_What you need to do_
a - According to the passage about Musk and Twitter, what loss did Twitter post in its last quarterly earnings report before the acquisition?
b - Summarize the passage about Musk and Twitter in two sentences.
c - Pick up the passage about Musk and Twitter right after its final sentence and write the next part.

_Passage shown_
--- Start ---

He had made attempts to engage advertisers, only to spook them even further by virtue of the fact that his over-the-top personality is now indelibly tied to Twitter.
And like a gift that keeps on giving, Musk got into a verbal spat with a member of Congress and fired even more staff who disagreed with him. All done via Twitter, which provides his newly purchased business maximum exposure.
Currently, there are plenty of voices dissecting what Musk is doing on a second-by-second basis. But the question is, can Musk the Maverick rescue Twitter from falling into obscurity like MySpace? Or will he be the one to fulfil Twitter’s destiny to become a global town hall?
Twitter in the era of Musk
Despite its ubiquity, Twitter has been unprofitable for years. Users have stagnated, and ad revenue is declining. In its last quarterly earnings report before the acquisition, Twitter posted a loss of US$344 million.
To put it mildly, Musk is now the owner of an overtly bloated cesspit of news, views, and misinformation past its prime.
In addition, the takeover has added billions in debt to Twitter’s balance sheet, which explains why reducing costs and increasing revenue are high on the agenda.
Besides an apocalyptical layoff, Musk had proposed a smorgasbord of ideas to seek non-advertising revenue. These include a new paid user tier, a proposed paywall feature for videos and enabling the monetisation of content for creators.
In a bold move to rid the lords and peasants’ system of Twitter authentication, Musk introduced Twitter Blue — a service which offers anyone willing to pay US$8 a month the privilege of having a blue checkmark that was once the exclusive domain of celebrities and public figures.

--- End ---

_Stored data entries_
--- Start ---

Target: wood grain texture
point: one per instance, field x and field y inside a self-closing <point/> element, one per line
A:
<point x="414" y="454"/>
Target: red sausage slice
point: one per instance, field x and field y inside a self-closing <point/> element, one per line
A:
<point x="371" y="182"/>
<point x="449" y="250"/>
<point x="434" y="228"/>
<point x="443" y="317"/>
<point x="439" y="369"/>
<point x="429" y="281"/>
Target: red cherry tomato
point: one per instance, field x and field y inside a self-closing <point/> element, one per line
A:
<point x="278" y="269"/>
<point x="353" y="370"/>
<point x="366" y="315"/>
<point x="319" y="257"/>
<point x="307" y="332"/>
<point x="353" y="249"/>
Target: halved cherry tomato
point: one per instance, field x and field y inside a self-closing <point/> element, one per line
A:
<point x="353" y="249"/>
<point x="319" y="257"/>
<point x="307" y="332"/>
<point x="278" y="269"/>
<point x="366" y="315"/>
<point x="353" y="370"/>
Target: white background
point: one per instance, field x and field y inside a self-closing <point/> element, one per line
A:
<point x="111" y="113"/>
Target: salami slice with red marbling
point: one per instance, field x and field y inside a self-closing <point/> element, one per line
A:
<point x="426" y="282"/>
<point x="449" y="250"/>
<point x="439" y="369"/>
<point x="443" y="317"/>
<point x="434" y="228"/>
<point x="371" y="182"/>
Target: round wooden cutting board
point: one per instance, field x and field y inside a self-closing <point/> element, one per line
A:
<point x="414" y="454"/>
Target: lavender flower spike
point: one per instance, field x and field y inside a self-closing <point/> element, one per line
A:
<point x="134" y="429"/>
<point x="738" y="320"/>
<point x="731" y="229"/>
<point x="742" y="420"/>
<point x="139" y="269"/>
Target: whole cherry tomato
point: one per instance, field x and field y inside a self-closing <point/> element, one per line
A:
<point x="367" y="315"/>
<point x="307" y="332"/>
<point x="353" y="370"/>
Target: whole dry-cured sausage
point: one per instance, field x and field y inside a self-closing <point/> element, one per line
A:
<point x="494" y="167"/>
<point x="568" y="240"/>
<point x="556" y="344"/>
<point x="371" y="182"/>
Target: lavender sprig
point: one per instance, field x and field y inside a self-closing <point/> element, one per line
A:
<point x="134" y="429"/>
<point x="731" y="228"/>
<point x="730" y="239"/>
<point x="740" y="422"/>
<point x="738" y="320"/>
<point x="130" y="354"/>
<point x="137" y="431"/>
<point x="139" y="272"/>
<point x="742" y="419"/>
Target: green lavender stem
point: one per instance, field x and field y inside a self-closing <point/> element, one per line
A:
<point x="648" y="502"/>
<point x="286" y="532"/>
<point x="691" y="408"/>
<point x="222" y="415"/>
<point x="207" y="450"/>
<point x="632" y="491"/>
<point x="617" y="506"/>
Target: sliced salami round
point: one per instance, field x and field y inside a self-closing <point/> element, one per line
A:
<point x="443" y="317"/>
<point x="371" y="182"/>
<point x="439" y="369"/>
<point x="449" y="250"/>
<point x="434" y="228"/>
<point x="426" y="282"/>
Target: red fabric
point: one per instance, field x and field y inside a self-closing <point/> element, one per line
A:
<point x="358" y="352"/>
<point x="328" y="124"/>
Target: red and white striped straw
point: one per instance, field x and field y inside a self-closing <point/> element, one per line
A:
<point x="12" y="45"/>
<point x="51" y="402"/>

--- End ---

_Answers per task_
a - US$344 million

b - Twitter has been unprofitable for years, with stagnant users, declining ad revenue and billions in added debt from the takeover, so Musk has made cutting costs and raising revenue a priority. Besides mass layoffs, he has proposed non-advertising revenue ideas such as a paid user tier, a video paywall and creator monetization, and he introduced Twitter Blue, which gives anyone paying US$8 a month a blue checkmark.

c -
One does not have to be a genius to see how problematic this is. What happens when anyone can get a symbol of verification without actually getting verified?
A wave of accounts pranking and impersonating, with hilarity ensured.
For us on the ringside, there was even a tiny bit of schadenfreude as celebrities, politicians, and big brands battled with trolls to establish their legitimacy.
The blue tick fiasco has perhaps betrayed Musk’s idealism and naivete about human behaviour. As the spate of fake accounts reached epic proportions, Twitter had little choice but to put the launch of their subscription services on hold.
It would seem like for now, Musk is failing at his attempt to tame the beast that is Twitter.
However, he is right about one thing — the need to wean Twitter off advertisers, which account for 90 per cent of its current revenue. For the business to have longevity, it cannot be a mere vessel subject to the whims and fancies of the digital marketing landscape.
A vision beyond our comprehension?
By acquiring Twitter, one cannot help but wonder if this is part of a grand plan that we mortals could not envision at this stage.
After all, Musk did say in a TED interview back in April that money was not the driving force behind why he wanted to buy Twitter.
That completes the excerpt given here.